> GIVEN DATA
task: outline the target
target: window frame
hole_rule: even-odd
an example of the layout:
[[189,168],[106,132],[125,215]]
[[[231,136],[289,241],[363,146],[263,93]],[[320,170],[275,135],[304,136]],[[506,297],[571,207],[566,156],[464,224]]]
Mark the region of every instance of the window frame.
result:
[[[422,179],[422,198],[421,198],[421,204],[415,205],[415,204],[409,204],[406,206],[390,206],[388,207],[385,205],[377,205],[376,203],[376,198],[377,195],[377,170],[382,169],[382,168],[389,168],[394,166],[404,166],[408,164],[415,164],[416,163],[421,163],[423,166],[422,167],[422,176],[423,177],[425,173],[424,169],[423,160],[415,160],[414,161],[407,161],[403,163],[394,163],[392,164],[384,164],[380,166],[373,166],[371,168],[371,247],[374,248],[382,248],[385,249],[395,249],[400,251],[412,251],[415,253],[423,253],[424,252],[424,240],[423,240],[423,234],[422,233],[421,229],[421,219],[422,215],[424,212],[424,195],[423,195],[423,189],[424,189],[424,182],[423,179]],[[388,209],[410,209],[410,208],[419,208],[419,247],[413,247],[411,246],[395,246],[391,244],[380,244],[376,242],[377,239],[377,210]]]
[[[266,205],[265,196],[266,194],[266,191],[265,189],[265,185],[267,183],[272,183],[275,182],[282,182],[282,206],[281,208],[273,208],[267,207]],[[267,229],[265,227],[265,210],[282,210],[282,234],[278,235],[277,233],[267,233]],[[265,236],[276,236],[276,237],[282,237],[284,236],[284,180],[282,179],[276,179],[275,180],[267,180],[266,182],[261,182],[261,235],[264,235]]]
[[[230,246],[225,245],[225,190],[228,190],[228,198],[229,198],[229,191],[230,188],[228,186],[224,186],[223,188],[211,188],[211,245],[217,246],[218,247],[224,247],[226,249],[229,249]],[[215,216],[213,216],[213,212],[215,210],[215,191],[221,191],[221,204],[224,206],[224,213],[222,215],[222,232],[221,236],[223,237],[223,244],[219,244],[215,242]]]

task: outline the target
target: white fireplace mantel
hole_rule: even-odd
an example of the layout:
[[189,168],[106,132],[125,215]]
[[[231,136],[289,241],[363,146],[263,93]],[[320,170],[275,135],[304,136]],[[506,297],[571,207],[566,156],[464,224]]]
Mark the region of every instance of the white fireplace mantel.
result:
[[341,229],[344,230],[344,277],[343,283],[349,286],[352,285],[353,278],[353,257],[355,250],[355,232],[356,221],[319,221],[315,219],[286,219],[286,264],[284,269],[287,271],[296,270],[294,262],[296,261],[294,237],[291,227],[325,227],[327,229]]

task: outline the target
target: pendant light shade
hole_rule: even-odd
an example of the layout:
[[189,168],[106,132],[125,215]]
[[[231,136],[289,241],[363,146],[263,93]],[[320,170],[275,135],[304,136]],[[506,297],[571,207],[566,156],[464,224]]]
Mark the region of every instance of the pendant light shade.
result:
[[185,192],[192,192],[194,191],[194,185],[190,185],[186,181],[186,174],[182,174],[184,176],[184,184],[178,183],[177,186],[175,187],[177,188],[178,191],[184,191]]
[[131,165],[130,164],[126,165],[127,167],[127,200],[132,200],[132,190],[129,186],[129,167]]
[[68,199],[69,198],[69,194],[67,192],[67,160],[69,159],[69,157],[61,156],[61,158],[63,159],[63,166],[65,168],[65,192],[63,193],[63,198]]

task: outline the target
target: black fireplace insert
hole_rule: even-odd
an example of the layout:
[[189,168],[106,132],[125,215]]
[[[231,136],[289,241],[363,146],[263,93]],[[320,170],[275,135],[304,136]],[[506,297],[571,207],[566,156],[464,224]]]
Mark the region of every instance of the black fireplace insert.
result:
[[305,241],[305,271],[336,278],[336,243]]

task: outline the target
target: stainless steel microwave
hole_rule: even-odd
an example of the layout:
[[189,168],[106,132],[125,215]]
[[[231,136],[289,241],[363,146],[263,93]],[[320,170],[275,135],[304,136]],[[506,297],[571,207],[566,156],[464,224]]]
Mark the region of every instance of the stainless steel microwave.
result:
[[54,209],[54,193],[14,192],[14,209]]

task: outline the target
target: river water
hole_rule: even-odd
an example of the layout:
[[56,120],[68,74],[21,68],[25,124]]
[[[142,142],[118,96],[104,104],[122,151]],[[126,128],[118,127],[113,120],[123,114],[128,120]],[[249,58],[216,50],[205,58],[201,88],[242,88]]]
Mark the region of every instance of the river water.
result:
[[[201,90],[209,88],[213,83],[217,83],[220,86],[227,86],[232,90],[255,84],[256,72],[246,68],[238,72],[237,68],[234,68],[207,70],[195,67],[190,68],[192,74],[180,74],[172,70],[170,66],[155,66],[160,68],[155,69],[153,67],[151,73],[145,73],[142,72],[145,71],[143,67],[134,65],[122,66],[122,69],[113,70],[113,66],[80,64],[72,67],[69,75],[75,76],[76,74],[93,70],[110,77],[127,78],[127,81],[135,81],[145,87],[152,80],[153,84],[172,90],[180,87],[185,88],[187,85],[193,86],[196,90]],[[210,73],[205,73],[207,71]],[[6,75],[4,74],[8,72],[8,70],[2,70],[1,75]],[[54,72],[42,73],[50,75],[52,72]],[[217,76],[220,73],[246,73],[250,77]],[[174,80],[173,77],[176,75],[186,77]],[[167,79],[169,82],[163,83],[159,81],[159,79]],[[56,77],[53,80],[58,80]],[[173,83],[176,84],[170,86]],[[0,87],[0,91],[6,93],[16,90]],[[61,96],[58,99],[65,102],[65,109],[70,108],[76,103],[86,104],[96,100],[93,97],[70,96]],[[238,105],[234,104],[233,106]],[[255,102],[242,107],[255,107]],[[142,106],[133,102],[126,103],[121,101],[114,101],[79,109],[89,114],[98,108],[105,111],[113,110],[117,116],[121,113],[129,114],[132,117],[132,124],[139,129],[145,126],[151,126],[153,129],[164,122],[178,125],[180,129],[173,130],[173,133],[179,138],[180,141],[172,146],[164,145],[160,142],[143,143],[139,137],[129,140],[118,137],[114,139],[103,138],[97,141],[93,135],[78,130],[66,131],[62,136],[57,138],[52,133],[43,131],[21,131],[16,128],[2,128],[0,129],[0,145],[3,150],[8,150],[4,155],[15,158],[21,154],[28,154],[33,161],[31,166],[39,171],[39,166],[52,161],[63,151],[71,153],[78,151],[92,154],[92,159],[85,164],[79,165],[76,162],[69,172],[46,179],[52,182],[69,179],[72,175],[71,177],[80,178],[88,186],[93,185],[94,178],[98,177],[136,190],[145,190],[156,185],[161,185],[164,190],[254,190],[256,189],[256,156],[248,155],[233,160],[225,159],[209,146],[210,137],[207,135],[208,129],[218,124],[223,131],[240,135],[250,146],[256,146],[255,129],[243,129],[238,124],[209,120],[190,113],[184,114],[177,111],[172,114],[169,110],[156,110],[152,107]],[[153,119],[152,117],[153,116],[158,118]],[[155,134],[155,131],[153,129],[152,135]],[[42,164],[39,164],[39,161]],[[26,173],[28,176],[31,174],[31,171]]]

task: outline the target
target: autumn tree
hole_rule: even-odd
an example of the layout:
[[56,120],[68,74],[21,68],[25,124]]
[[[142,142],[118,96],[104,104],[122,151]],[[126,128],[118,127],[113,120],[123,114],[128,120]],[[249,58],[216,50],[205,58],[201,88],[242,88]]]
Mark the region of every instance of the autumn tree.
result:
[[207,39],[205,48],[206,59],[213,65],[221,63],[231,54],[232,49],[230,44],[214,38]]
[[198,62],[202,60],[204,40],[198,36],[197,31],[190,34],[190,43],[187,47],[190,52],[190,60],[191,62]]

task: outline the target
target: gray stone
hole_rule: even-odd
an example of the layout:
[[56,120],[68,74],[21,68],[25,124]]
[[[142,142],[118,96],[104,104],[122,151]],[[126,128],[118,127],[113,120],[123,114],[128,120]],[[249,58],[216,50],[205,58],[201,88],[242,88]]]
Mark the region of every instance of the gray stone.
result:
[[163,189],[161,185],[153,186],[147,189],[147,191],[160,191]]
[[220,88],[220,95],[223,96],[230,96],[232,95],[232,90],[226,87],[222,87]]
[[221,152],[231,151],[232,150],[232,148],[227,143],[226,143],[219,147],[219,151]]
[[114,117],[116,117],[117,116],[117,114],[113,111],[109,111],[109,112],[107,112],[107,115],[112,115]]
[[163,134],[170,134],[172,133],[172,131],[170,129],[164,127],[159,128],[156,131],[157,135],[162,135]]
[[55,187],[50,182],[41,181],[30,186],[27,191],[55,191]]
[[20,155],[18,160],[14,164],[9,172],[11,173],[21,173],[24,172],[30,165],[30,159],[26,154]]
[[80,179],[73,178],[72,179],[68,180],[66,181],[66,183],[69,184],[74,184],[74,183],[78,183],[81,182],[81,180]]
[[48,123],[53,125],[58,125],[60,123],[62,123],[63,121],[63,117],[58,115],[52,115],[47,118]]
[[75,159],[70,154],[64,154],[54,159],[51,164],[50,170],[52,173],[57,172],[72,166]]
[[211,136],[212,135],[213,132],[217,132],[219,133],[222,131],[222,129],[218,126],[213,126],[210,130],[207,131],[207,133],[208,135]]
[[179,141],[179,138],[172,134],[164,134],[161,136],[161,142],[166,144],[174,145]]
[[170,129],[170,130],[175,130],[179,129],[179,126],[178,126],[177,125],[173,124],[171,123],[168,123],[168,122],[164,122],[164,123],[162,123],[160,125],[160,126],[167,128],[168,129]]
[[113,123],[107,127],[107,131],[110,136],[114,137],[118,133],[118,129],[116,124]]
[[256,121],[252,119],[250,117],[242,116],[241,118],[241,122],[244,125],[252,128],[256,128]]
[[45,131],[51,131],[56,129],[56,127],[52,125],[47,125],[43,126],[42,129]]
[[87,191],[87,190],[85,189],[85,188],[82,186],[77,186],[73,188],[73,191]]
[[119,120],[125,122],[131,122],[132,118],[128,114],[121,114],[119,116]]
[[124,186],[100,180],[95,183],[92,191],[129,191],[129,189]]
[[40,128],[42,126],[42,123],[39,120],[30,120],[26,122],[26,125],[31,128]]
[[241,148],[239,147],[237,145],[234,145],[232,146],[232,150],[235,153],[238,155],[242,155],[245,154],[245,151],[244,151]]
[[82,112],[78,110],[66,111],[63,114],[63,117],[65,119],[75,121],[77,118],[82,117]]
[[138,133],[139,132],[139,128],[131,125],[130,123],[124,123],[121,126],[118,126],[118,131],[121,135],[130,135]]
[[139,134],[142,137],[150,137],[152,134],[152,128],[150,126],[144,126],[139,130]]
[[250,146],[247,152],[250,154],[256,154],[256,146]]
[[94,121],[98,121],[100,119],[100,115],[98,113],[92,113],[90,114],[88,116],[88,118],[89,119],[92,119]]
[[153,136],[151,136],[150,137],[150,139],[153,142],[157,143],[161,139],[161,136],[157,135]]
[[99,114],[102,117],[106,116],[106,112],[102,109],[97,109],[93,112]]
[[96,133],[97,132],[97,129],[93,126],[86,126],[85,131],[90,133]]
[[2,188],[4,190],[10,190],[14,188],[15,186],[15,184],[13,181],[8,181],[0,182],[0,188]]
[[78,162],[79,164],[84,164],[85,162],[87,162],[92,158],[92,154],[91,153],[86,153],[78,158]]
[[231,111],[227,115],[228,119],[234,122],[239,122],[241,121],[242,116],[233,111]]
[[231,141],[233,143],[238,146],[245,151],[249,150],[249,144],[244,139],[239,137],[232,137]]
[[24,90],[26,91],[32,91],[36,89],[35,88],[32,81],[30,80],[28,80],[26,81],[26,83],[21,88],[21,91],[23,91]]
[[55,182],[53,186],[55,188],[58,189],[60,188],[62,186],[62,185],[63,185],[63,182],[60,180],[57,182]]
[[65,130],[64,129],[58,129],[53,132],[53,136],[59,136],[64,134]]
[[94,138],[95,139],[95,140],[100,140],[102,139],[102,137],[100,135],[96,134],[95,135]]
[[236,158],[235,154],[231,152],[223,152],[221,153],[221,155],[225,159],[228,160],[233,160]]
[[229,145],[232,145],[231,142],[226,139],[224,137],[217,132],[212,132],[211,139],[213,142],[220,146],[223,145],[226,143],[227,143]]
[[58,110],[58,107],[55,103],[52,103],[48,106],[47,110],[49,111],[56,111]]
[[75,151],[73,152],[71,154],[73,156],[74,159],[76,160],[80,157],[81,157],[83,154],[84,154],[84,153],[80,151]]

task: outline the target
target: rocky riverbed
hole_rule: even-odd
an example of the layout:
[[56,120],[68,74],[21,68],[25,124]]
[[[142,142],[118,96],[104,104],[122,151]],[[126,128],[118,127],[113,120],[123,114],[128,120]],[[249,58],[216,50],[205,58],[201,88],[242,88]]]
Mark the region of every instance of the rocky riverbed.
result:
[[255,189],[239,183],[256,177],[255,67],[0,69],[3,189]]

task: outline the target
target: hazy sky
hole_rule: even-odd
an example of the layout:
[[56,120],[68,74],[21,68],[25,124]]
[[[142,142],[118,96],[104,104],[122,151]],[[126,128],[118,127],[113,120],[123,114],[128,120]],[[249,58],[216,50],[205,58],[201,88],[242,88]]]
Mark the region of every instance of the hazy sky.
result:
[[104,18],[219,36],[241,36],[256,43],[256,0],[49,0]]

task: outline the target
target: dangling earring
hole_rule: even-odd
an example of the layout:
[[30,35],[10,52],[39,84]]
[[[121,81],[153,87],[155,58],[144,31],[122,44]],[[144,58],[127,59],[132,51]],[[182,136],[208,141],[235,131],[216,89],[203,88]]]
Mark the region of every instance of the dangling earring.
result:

> TASK TO COMPLETE
Return every line of the material above that contains the word "stone".

> SOLUTION TO THE PROBLEM
target: gray stone
Mark the region of every instance of the gray stone.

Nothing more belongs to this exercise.